_WHAT THIS TASK INVOLVES:_
In the listing below, find each line that holds "text" and list it.

----------------------------------------

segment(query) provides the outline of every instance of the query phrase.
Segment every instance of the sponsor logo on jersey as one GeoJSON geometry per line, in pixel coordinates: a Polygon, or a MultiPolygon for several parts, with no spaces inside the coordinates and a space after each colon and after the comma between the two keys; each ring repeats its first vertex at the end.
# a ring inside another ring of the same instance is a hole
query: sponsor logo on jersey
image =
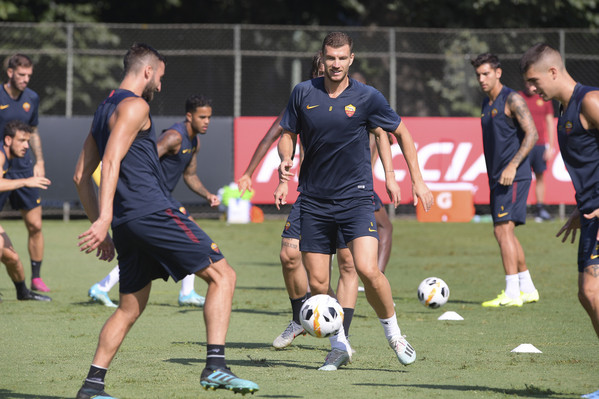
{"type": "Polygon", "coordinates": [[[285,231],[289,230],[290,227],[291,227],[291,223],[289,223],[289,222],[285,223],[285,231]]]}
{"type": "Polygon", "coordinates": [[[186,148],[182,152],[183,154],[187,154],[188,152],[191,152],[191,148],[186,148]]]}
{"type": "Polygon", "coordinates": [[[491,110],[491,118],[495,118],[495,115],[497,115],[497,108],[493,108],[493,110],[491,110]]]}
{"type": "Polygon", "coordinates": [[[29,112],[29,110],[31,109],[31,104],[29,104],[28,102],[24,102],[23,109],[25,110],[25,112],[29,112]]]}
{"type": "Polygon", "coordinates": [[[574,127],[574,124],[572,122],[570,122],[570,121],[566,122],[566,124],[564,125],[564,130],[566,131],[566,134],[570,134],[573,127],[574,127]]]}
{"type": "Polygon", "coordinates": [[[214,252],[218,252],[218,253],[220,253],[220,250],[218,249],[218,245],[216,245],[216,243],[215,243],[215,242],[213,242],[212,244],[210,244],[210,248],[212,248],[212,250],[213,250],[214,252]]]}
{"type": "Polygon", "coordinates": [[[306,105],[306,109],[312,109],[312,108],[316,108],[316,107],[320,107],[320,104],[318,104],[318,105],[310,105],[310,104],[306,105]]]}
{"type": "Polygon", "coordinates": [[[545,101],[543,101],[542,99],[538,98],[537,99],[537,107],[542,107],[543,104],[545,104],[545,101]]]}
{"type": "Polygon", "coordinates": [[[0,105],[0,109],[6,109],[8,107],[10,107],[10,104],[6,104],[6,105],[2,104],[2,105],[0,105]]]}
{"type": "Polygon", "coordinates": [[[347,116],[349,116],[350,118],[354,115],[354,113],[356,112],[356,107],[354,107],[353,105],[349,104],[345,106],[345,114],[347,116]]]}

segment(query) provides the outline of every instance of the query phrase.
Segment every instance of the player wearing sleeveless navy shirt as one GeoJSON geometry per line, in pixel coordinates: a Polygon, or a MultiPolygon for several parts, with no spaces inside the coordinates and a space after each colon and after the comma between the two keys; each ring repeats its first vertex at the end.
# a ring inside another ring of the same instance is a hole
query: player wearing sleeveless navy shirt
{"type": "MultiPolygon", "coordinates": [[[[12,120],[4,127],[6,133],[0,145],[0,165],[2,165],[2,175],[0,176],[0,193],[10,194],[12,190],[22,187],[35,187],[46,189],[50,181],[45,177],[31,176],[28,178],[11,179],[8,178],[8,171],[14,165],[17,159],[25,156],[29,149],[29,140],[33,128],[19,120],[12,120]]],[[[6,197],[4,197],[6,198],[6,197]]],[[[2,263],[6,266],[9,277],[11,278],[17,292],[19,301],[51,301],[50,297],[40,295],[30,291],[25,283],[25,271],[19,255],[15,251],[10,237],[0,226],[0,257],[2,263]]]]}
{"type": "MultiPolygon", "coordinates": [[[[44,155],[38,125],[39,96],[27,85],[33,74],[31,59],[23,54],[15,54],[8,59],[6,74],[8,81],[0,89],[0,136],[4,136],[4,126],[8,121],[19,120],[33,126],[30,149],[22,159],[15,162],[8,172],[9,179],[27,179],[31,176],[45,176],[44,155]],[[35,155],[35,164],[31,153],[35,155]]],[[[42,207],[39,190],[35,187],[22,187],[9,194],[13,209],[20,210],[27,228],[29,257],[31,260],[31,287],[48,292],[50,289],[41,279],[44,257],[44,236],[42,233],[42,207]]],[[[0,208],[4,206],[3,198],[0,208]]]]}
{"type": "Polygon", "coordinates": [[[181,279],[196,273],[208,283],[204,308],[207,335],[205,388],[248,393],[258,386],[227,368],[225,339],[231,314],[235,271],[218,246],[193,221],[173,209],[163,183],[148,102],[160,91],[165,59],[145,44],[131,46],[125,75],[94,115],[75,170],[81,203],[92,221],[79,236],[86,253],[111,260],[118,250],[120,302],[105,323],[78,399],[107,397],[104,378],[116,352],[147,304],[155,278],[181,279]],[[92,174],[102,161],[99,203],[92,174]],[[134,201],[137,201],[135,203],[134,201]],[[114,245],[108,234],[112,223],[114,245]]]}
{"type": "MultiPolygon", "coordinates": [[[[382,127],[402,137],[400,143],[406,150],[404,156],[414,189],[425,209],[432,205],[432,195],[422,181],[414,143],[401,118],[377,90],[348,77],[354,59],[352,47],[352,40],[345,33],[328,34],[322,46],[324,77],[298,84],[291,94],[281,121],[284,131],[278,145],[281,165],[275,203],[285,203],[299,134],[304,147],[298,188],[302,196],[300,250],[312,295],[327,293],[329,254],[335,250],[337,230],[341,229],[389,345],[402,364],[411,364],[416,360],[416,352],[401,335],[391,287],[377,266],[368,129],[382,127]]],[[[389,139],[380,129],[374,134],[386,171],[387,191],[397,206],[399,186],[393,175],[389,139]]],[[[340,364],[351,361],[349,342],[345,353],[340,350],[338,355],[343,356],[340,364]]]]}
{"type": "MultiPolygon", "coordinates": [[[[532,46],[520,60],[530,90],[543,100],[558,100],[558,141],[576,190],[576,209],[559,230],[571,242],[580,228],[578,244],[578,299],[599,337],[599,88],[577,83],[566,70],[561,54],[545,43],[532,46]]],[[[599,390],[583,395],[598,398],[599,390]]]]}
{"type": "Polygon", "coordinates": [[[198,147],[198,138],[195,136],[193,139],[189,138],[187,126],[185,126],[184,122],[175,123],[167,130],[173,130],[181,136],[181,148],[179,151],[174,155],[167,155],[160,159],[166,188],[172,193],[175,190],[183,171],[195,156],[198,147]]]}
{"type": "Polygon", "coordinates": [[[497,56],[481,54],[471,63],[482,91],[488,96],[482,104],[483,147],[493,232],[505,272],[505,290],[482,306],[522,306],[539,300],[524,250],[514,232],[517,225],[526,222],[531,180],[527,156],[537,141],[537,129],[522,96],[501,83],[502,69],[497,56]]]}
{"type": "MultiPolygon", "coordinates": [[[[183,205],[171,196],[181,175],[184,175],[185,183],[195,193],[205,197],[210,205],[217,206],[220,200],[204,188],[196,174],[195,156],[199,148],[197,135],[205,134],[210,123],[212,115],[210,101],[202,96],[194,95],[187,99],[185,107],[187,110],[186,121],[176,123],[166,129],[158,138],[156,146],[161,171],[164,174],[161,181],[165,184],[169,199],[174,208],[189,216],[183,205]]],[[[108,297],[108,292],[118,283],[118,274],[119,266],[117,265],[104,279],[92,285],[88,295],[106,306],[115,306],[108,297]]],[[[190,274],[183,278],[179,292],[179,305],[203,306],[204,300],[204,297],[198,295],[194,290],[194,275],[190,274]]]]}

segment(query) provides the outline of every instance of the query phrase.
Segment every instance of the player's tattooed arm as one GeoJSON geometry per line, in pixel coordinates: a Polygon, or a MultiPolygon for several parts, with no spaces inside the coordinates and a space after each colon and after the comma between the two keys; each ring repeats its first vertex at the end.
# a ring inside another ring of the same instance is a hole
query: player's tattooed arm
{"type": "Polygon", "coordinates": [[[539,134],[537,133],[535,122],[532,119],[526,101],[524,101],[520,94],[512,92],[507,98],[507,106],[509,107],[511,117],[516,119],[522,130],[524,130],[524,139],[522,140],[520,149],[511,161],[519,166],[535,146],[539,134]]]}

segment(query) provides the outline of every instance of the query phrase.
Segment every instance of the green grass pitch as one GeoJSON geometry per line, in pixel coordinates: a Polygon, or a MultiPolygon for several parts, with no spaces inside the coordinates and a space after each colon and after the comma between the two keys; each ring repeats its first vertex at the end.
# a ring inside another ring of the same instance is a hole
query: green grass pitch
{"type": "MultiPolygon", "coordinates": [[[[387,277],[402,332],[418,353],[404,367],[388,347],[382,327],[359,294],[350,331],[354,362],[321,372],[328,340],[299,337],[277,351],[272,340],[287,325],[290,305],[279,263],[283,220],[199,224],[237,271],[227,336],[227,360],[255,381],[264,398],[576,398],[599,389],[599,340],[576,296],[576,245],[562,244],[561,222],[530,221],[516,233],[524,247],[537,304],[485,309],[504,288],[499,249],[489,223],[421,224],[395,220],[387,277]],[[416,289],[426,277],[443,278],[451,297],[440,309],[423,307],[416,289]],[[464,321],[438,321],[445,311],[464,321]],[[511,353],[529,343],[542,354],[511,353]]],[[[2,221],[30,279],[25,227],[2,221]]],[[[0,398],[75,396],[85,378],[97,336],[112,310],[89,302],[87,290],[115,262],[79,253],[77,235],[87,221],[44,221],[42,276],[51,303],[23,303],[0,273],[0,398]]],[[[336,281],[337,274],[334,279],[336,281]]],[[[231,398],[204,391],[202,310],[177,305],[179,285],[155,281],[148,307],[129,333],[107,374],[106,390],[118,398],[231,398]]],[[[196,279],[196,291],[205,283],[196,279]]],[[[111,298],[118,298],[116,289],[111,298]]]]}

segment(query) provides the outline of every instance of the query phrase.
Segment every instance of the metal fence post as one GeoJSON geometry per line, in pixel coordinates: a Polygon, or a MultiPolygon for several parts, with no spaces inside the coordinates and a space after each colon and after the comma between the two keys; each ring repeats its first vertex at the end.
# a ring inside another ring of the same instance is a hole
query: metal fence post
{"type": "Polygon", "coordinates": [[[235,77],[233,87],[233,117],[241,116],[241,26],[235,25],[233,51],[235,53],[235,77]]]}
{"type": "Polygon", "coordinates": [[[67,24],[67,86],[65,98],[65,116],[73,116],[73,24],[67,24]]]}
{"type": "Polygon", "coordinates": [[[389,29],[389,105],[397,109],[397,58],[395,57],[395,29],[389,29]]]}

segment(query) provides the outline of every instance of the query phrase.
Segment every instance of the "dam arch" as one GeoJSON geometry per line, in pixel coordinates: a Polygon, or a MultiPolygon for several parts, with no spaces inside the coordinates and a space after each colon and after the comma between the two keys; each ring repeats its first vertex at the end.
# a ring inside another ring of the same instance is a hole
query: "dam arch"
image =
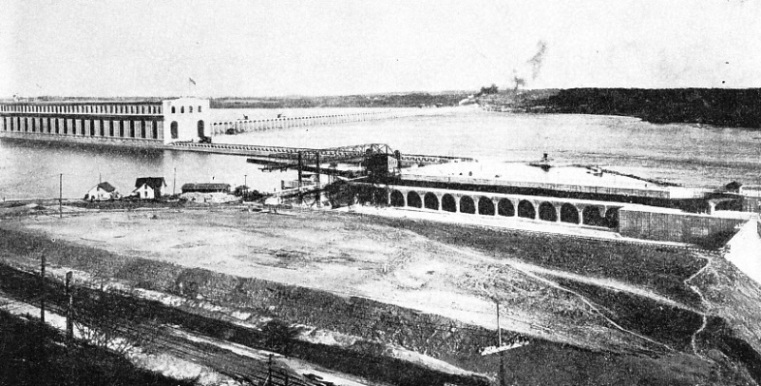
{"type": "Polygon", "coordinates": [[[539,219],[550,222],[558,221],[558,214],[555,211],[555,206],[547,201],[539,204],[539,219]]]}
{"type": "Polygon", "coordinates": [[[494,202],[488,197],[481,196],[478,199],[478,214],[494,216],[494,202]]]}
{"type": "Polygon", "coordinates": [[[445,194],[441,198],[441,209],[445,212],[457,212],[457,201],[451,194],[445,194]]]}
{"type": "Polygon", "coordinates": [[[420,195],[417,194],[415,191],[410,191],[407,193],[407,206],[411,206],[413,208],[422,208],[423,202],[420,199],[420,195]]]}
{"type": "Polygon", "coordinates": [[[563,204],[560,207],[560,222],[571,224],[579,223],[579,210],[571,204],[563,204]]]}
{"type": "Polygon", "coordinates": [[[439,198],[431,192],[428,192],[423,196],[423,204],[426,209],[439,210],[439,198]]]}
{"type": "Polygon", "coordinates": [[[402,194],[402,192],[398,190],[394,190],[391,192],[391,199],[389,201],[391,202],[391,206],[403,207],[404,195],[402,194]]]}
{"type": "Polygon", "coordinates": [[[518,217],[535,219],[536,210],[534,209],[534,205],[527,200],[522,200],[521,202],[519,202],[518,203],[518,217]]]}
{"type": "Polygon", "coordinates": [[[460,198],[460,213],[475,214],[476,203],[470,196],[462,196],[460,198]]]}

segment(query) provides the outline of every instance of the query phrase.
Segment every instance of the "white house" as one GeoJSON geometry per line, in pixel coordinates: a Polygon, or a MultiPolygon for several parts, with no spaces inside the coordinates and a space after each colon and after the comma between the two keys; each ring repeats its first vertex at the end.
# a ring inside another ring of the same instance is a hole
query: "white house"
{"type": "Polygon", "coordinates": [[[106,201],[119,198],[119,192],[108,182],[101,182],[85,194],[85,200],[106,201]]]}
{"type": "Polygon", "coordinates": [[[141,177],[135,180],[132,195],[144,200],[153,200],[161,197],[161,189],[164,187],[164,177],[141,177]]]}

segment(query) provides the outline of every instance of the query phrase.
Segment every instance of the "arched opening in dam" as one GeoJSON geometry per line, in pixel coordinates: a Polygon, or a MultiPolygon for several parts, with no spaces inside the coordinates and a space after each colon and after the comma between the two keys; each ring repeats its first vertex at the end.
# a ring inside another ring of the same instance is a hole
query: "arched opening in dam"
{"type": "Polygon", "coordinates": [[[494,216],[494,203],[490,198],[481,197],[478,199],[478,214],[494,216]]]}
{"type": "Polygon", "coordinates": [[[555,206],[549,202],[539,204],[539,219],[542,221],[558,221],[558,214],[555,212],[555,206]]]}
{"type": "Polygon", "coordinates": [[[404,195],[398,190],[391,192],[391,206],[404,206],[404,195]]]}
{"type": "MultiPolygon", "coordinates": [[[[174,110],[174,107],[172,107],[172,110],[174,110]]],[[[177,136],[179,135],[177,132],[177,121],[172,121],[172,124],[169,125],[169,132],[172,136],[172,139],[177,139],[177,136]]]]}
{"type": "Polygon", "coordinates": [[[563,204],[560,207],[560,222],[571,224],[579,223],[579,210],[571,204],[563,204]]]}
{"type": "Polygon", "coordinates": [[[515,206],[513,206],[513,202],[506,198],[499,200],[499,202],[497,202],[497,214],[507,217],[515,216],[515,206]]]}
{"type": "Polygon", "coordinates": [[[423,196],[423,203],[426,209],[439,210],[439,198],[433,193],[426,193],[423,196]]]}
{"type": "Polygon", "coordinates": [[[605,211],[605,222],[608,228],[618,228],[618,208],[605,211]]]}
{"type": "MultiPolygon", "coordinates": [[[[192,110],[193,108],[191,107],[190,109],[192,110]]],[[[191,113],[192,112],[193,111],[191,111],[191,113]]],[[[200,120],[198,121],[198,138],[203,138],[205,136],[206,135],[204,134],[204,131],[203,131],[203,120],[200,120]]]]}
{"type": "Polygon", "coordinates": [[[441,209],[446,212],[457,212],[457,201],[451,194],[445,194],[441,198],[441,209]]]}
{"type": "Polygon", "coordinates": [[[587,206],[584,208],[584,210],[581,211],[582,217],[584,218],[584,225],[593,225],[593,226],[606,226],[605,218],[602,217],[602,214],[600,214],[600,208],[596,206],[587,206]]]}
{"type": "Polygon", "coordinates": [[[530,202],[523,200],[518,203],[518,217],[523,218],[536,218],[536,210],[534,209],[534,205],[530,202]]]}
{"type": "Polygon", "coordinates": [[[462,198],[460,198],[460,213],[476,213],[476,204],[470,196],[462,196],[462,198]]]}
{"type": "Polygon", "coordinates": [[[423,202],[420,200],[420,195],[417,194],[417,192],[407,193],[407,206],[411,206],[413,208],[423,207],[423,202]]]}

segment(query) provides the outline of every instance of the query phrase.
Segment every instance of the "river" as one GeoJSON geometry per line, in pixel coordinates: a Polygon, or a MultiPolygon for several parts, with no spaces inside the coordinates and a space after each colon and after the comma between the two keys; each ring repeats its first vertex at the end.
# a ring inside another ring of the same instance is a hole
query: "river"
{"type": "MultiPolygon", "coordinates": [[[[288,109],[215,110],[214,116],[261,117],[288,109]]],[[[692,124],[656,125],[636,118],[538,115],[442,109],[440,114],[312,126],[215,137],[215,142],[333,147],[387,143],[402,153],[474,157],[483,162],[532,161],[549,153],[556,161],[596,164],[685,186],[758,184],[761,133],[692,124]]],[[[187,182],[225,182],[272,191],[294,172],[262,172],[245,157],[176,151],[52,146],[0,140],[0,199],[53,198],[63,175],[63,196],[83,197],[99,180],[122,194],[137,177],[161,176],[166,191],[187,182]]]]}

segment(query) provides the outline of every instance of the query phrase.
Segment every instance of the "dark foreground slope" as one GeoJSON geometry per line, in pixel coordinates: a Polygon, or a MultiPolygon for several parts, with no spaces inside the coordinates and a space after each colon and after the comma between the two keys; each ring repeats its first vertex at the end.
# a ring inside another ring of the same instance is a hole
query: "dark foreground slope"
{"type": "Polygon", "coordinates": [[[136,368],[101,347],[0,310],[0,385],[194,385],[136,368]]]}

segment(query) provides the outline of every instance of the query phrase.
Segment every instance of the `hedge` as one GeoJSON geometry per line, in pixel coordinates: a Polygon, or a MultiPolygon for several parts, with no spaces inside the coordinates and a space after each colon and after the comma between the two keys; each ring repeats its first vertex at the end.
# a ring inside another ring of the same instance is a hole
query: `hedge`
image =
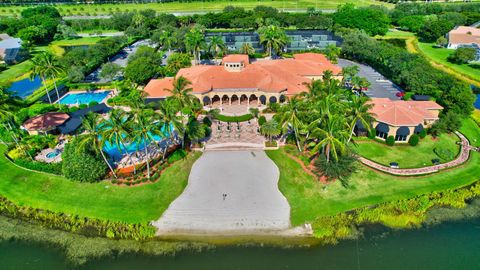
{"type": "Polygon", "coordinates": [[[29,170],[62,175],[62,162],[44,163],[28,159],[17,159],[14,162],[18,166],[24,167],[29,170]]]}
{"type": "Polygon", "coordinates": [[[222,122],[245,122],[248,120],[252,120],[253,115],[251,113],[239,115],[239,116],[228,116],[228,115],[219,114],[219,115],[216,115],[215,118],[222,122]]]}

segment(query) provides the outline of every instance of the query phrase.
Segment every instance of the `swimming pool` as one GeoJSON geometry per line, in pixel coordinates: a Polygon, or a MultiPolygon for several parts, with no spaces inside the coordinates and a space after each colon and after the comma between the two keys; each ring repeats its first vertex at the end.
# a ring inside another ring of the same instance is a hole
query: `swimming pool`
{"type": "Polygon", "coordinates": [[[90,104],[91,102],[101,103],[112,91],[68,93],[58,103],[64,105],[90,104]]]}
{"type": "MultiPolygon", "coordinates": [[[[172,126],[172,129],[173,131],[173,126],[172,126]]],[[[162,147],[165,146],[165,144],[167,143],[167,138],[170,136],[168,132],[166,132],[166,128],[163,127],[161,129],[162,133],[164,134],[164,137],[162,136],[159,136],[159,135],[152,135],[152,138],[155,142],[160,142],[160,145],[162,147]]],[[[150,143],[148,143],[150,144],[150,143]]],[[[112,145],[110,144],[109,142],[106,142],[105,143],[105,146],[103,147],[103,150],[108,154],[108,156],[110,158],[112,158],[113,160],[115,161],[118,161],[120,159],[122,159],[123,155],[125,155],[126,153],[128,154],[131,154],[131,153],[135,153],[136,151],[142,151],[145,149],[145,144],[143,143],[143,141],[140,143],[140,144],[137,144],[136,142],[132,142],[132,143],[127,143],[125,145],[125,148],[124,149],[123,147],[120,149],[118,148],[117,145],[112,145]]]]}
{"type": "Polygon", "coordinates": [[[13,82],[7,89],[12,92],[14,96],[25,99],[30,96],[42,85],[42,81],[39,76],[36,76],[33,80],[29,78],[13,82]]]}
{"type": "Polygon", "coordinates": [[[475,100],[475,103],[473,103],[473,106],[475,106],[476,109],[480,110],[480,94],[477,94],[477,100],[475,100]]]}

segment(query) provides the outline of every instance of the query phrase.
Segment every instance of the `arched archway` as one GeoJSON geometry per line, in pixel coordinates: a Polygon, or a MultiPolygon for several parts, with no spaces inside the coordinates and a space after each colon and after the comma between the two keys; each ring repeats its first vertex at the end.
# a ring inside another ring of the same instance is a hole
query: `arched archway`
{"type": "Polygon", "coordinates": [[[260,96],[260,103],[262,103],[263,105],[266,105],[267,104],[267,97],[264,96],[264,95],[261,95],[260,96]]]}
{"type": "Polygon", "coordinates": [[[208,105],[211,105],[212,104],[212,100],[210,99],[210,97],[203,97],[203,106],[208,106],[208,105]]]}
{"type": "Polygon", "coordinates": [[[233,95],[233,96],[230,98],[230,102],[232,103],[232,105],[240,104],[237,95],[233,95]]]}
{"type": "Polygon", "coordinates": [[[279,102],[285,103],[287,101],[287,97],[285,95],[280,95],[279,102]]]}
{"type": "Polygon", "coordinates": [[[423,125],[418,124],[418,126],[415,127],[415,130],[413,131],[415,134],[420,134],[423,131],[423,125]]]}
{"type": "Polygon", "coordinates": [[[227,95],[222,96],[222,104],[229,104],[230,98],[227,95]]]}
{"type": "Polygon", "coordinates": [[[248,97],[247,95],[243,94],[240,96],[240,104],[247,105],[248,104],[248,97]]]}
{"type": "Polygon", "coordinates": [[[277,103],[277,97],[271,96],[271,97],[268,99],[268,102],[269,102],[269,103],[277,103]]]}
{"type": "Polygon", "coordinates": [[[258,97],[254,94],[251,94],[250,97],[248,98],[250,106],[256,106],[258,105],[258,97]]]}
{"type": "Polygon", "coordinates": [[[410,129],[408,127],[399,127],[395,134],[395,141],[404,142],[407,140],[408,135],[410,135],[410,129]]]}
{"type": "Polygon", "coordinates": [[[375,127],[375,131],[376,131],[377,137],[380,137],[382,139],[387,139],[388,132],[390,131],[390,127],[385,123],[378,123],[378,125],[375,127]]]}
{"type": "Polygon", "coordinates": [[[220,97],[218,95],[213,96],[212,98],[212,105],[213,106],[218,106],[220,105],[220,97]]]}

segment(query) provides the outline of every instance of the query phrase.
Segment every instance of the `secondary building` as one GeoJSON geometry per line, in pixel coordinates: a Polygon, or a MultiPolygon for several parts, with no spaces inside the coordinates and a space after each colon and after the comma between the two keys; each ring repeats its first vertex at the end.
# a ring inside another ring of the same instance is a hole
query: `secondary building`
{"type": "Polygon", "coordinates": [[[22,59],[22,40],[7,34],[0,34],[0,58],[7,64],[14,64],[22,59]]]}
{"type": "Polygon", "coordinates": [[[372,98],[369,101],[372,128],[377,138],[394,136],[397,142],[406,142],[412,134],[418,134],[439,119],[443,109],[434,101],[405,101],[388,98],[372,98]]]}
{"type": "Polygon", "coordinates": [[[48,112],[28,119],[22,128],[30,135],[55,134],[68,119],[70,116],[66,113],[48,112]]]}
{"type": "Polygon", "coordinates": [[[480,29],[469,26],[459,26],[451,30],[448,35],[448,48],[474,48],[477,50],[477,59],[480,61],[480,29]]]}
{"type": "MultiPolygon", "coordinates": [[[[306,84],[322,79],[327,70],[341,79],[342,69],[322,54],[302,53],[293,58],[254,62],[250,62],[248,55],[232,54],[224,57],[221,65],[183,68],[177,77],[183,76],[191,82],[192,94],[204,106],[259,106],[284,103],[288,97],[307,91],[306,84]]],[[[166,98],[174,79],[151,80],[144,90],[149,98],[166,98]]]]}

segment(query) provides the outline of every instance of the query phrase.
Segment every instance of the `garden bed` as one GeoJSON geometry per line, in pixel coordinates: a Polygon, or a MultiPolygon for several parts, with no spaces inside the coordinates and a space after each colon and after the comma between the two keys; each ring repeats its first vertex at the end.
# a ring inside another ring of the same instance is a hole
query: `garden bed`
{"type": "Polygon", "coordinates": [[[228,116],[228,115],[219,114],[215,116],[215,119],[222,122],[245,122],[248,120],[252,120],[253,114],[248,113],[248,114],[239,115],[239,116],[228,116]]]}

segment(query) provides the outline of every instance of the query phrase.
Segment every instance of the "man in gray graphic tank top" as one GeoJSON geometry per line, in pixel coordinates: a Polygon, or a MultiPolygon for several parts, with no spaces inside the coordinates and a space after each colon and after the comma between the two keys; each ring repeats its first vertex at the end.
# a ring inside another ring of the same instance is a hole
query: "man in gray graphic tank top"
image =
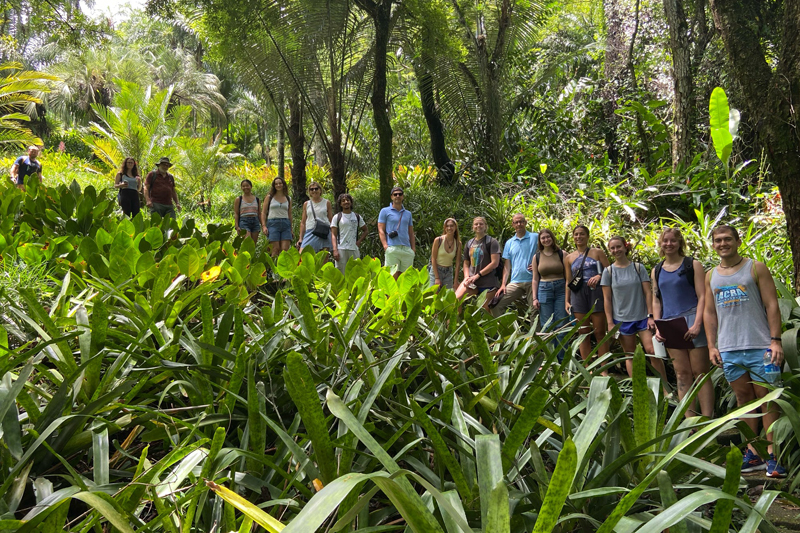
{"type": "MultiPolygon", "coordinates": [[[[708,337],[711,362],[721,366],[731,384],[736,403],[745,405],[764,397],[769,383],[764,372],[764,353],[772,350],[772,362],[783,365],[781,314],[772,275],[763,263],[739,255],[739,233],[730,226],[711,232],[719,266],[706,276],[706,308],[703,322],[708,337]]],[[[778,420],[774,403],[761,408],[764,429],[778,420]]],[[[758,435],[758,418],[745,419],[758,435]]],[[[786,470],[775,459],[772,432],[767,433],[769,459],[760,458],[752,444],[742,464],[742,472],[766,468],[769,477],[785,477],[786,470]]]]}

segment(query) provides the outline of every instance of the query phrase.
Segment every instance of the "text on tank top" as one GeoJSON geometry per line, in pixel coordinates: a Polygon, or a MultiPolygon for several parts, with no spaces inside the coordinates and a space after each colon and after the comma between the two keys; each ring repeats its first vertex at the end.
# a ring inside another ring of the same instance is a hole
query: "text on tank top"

----------------------------------------

_WRITTEN RESPONSE:_
Segment every instance of the "text on tank top" as one GeoJSON geometry per line, in pixel coordinates: a Polygon, or a MultiPolygon for several parts, with no spaces inside the coordinates and a space after each colon and after the comma between the two keys; each ring repeats its first vertex at the end.
query: "text on tank top"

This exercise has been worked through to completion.